WHAT YOU WILL DO: Write out every entry word for word.

— START MATERIAL FOR THE TASK —

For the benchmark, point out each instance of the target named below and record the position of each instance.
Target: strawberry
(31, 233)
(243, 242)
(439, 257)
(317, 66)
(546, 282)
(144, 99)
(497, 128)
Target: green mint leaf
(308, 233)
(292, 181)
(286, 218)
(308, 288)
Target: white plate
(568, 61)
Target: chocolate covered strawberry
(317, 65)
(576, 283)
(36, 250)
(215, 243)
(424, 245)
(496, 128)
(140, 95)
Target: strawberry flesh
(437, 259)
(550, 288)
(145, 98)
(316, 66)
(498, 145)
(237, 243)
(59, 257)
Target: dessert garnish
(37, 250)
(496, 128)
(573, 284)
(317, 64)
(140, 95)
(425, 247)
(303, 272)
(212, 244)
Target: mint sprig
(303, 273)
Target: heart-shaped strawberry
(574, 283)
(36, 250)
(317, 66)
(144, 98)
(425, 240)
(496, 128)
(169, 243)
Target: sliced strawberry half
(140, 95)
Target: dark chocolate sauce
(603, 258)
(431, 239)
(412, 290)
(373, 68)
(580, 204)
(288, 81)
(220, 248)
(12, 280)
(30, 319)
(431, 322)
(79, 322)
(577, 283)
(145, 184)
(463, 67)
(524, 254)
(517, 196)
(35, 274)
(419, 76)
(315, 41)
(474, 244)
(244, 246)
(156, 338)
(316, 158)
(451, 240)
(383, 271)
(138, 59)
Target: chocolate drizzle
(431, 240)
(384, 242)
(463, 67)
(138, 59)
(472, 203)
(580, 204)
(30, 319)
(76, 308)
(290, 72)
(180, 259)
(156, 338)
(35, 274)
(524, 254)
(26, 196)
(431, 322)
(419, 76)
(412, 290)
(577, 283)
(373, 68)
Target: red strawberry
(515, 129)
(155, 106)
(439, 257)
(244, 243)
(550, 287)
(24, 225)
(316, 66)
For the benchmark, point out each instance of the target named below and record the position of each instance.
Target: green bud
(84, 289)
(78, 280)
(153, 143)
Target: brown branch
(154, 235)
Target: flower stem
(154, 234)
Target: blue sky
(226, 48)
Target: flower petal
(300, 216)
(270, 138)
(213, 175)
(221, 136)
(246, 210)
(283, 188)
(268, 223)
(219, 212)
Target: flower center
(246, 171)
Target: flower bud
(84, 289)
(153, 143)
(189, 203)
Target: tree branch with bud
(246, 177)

— END MATERIAL FOR THE TASK —

RESULT:
For the benchmark, point out each instance of the target named below and record the position of each instance.
Target: strawberry
(31, 233)
(243, 242)
(439, 257)
(317, 66)
(546, 282)
(144, 99)
(497, 128)
Target: green mint leaf
(308, 233)
(292, 181)
(286, 218)
(308, 288)
Target: white plate
(568, 61)
Target: chocolate covered strawberry
(317, 65)
(576, 283)
(36, 250)
(215, 243)
(424, 245)
(496, 128)
(140, 95)
Target: strawberry flesh
(437, 259)
(550, 288)
(145, 98)
(316, 66)
(498, 145)
(237, 243)
(59, 257)
Target: dessert garnish
(37, 250)
(496, 128)
(573, 284)
(317, 64)
(140, 95)
(425, 247)
(303, 272)
(212, 244)
Target: mint sprig
(303, 273)
Target: heart-shaped strawberry
(574, 283)
(36, 250)
(317, 66)
(144, 98)
(425, 240)
(496, 128)
(169, 243)
Target: sliced strawberry half
(140, 95)
Target: dark chocolate sauce
(603, 258)
(431, 239)
(412, 290)
(373, 68)
(580, 204)
(288, 81)
(220, 248)
(12, 280)
(30, 319)
(431, 322)
(79, 322)
(577, 283)
(145, 184)
(463, 67)
(524, 254)
(517, 196)
(35, 274)
(419, 76)
(315, 41)
(474, 244)
(244, 246)
(156, 338)
(316, 158)
(451, 240)
(383, 271)
(138, 59)
Target: chocolate drizzle
(431, 240)
(384, 242)
(463, 67)
(138, 59)
(472, 203)
(580, 204)
(30, 319)
(76, 308)
(290, 72)
(180, 259)
(156, 338)
(35, 274)
(524, 254)
(26, 196)
(431, 322)
(419, 76)
(412, 290)
(577, 283)
(373, 68)
Target: red strawberry
(515, 129)
(155, 106)
(439, 257)
(244, 243)
(550, 287)
(24, 225)
(316, 66)
For the benchmark, point out each instance of the target named below and record the position of each instance.
Target: green bud
(84, 289)
(78, 280)
(153, 143)
Target: brown branch
(154, 235)
Target: flower stem
(154, 234)
Target: blue sky
(226, 48)
Target: flower petal
(300, 216)
(270, 138)
(213, 175)
(221, 136)
(246, 210)
(283, 188)
(268, 223)
(219, 212)
Target: flower center
(246, 171)
Target: flower bud
(84, 289)
(153, 143)
(189, 203)
Target: tree branch with bud
(246, 177)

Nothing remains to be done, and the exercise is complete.